Stored data entries:

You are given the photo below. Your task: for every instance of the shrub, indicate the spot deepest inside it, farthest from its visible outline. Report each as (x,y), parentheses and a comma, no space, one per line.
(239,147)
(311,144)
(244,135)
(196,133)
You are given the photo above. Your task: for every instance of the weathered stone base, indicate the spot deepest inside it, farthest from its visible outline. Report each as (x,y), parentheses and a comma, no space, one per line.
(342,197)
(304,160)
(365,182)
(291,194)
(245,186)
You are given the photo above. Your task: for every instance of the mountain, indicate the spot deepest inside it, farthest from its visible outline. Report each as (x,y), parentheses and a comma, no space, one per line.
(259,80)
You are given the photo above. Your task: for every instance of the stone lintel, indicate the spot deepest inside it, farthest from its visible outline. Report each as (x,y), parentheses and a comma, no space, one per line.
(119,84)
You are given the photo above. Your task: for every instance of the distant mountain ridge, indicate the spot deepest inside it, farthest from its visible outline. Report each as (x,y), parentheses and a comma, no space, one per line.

■ **Task objective**
Please write out the entries above in full, exactly as they read.

■ **Solution for this task**
You are given the photo below. Your task: for every instance of the shrub, indicate the spot deepest inside it, farthest from its visible outline. Report each as (x,y), parentheses and a comma, no space, one per line.
(239,147)
(311,144)
(244,135)
(196,133)
You are given the photo above. Your task: for every instance of the weathered stone base, indicate the spot deepest inside it, farthest from its visible outline. Report each as (x,y), parentheses and a comma, no space, one per line.
(342,197)
(304,160)
(365,182)
(291,194)
(245,186)
You are given the photo above. Your task: for every instance of the mountain, indicate the spot deepest inside it, farthest from its visible outline. Report each as (x,y), parentheses and a comma, no space, one per line.
(259,80)
You are given the photo above. Your task: for every instance of the stone lintel, indicate the spot deepest inside it, farthest from its visible outline. Report each as (x,y), parentheses and a comma, no space, one per line.
(119,84)
You are given the photo above. Your task: for every instance of the distant mountain ridge, indicate the spot deepest inside it, farthest from its visible outline. Report each as (x,y), parentheses and a comma, no space, one per line.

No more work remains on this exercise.